What you will do. Only the lines from the one with "Each instance of the tree" to the end of the data below should be returned, each exactly as it stands.

------ Data provided ------

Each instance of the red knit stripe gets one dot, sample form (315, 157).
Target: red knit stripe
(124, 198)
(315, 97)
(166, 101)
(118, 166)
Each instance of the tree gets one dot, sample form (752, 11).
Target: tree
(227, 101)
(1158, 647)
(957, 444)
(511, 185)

------

Task result.
Each instance of the tree gets one dot, sample form (752, 11).
Target: tree
(227, 101)
(1158, 647)
(957, 444)
(511, 185)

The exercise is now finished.